- [WORK TO COMPLETE]:
Quote the listing below in its entirety, omitting every image.

(Pointing dataset excerpts)
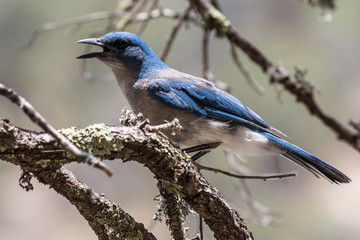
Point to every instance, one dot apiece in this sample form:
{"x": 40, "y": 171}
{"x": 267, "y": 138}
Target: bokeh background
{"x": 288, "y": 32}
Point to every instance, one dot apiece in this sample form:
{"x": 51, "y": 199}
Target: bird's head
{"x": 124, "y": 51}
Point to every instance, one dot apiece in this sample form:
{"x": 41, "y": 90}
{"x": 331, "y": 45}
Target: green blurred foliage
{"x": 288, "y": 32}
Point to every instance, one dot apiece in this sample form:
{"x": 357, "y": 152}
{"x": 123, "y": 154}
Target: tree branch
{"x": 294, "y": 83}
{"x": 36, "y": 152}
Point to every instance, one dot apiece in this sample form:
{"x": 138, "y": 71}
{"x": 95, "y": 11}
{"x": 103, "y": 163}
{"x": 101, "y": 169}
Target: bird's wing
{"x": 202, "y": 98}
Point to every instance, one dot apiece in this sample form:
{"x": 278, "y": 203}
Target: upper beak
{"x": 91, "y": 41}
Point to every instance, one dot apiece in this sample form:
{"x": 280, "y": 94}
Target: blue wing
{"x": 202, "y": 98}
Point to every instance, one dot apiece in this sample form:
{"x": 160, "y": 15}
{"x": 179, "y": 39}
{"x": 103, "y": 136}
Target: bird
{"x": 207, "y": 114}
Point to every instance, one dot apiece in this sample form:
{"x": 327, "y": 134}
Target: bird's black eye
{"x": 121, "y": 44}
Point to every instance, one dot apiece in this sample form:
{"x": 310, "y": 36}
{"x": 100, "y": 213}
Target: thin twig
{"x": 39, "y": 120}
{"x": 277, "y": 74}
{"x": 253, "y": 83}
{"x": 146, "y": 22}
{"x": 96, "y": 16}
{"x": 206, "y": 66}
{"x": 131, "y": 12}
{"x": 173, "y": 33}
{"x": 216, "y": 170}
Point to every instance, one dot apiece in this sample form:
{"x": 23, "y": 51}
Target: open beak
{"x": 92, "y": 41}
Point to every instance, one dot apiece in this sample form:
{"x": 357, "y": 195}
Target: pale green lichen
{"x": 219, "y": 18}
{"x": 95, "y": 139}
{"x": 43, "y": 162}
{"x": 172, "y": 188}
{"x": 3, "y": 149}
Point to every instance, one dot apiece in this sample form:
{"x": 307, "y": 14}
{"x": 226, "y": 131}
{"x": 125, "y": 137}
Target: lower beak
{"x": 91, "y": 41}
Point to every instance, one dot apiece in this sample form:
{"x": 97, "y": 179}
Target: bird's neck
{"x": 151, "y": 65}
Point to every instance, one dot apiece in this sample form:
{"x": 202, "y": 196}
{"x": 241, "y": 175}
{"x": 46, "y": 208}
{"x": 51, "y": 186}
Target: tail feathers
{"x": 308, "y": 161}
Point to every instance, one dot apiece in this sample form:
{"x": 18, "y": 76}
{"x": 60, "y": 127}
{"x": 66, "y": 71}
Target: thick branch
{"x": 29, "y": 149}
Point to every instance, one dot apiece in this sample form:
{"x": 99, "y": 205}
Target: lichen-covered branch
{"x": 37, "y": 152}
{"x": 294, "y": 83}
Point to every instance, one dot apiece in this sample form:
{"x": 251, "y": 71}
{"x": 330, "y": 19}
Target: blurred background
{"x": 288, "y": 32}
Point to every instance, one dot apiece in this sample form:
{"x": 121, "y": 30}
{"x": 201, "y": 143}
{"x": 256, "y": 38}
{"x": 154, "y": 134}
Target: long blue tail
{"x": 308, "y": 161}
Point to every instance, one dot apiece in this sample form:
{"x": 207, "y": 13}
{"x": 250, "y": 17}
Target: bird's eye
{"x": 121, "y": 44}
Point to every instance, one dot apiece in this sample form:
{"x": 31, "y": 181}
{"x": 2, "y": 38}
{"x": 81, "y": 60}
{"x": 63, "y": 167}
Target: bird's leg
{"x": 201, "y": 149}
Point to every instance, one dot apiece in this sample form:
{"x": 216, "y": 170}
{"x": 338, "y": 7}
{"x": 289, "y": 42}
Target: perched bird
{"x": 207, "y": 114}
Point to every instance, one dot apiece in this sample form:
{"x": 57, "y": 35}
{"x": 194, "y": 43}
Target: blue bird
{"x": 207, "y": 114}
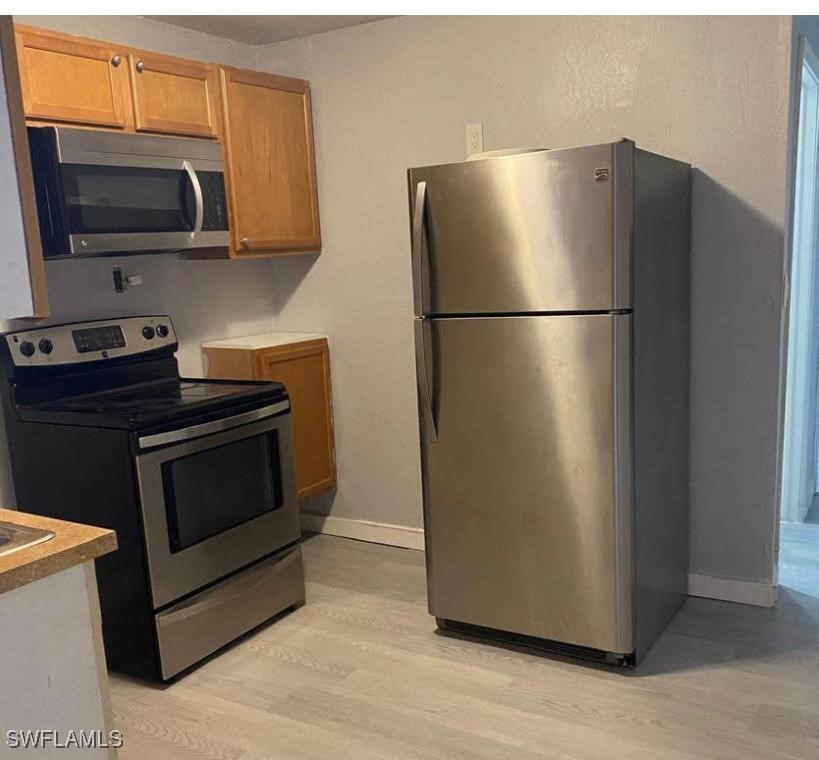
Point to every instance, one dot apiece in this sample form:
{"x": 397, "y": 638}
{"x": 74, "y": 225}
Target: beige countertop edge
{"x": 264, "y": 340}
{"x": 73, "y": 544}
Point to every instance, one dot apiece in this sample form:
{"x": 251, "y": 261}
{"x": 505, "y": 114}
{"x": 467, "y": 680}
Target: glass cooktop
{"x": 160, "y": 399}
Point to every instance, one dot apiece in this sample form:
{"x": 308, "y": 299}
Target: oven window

- [SOLVED PROBLEM]:
Point to every instance, one dot apiece in this sample form:
{"x": 40, "y": 171}
{"x": 267, "y": 138}
Target: bokeh background
{"x": 288, "y": 32}
Point to every instance, one dot apiece in this sample form:
{"x": 51, "y": 199}
Target: bird's head
{"x": 124, "y": 51}
Point to every instance, one dot apiece in this sample form:
{"x": 41, "y": 90}
{"x": 331, "y": 45}
Target: green blurred foliage
{"x": 288, "y": 32}
Point to every instance, one dot apiece in this sample form:
{"x": 357, "y": 152}
{"x": 123, "y": 154}
Target: tree branch
{"x": 294, "y": 83}
{"x": 36, "y": 152}
Point to every instance, one dot apiece in this sample form:
{"x": 138, "y": 71}
{"x": 95, "y": 11}
{"x": 103, "y": 163}
{"x": 101, "y": 169}
Target: bird's wing
{"x": 202, "y": 98}
Point to every instance, one dot apiece in this sample form:
{"x": 278, "y": 203}
Target: upper beak
{"x": 91, "y": 41}
Point to every instance, one dot apiece in this sample form:
{"x": 280, "y": 94}
Target: blue wing
{"x": 202, "y": 98}
Point to every instance, one dot apiece in this sample form:
{"x": 160, "y": 15}
{"x": 179, "y": 39}
{"x": 103, "y": 136}
Target: bird
{"x": 207, "y": 114}
Point to every instance, one dot apiece in this sample form:
{"x": 327, "y": 134}
Target: bird's black eye
{"x": 121, "y": 44}
Point to every instance, one dot apiece in this sample form:
{"x": 310, "y": 36}
{"x": 100, "y": 213}
Target: thin twig
{"x": 39, "y": 120}
{"x": 277, "y": 74}
{"x": 253, "y": 83}
{"x": 146, "y": 22}
{"x": 96, "y": 16}
{"x": 206, "y": 66}
{"x": 131, "y": 12}
{"x": 173, "y": 33}
{"x": 216, "y": 170}
Point to every instance, one dot apiece in this sample form:
{"x": 23, "y": 51}
Target: open beak
{"x": 92, "y": 41}
Point to every instance, one dot apiece in this sample form:
{"x": 357, "y": 195}
Target: pale green lichen
{"x": 219, "y": 18}
{"x": 95, "y": 139}
{"x": 43, "y": 162}
{"x": 172, "y": 188}
{"x": 3, "y": 149}
Point to every instance, one dot apiece in this sample form:
{"x": 307, "y": 14}
{"x": 226, "y": 131}
{"x": 125, "y": 137}
Target: lower beak
{"x": 91, "y": 41}
Point to every instance, one dot apiece in this sample form:
{"x": 97, "y": 179}
Target: bird's neck
{"x": 151, "y": 65}
Point to every instance, one dot apiece in this sample form:
{"x": 202, "y": 196}
{"x": 241, "y": 175}
{"x": 46, "y": 208}
{"x": 51, "y": 186}
Target: tail feathers
{"x": 308, "y": 161}
Point to every instance, one dot apiece in this sample form:
{"x": 18, "y": 76}
{"x": 60, "y": 127}
{"x": 66, "y": 71}
Target: thick branch
{"x": 29, "y": 149}
Point to every instance, one dot apiece in this sample form:
{"x": 99, "y": 205}
Target: lichen-covered branch
{"x": 37, "y": 152}
{"x": 294, "y": 83}
Point to every instance, one dot apiece in this sample form:
{"x": 251, "y": 71}
{"x": 330, "y": 19}
Target: blurred background
{"x": 288, "y": 32}
Point to every instance, one dot apiece in this sample form:
{"x": 121, "y": 30}
{"x": 201, "y": 143}
{"x": 256, "y": 38}
{"x": 154, "y": 134}
Target: long blue tail
{"x": 308, "y": 161}
Point to every instance, one dot apiece in this sample form:
{"x": 207, "y": 13}
{"x": 250, "y": 17}
Target: bird's eye
{"x": 121, "y": 44}
Point to every instance, one dot apiece in this sample form:
{"x": 31, "y": 181}
{"x": 2, "y": 38}
{"x": 81, "y": 60}
{"x": 63, "y": 167}
Target: bird's leg
{"x": 201, "y": 149}
Point to every instance, one dot apiece in this sample form:
{"x": 216, "y": 170}
{"x": 338, "y": 7}
{"x": 289, "y": 42}
Target: perched bird
{"x": 207, "y": 114}
Point to every instance, one dot apiece in this sample form:
{"x": 57, "y": 35}
{"x": 194, "y": 43}
Target: blue bird
{"x": 207, "y": 114}
Point to every instance, one dot apiece in this sample form:
{"x": 397, "y": 638}
{"x": 74, "y": 225}
Target: beige countertop edge
{"x": 264, "y": 340}
{"x": 73, "y": 544}
Point to every instance, one dot apiece in this sample form:
{"x": 251, "y": 261}
{"x": 505, "y": 114}
{"x": 467, "y": 680}
Target: glass cooktop
{"x": 160, "y": 399}
Point to every instance, one dot apiece in this sample form:
{"x": 308, "y": 299}
Target: oven window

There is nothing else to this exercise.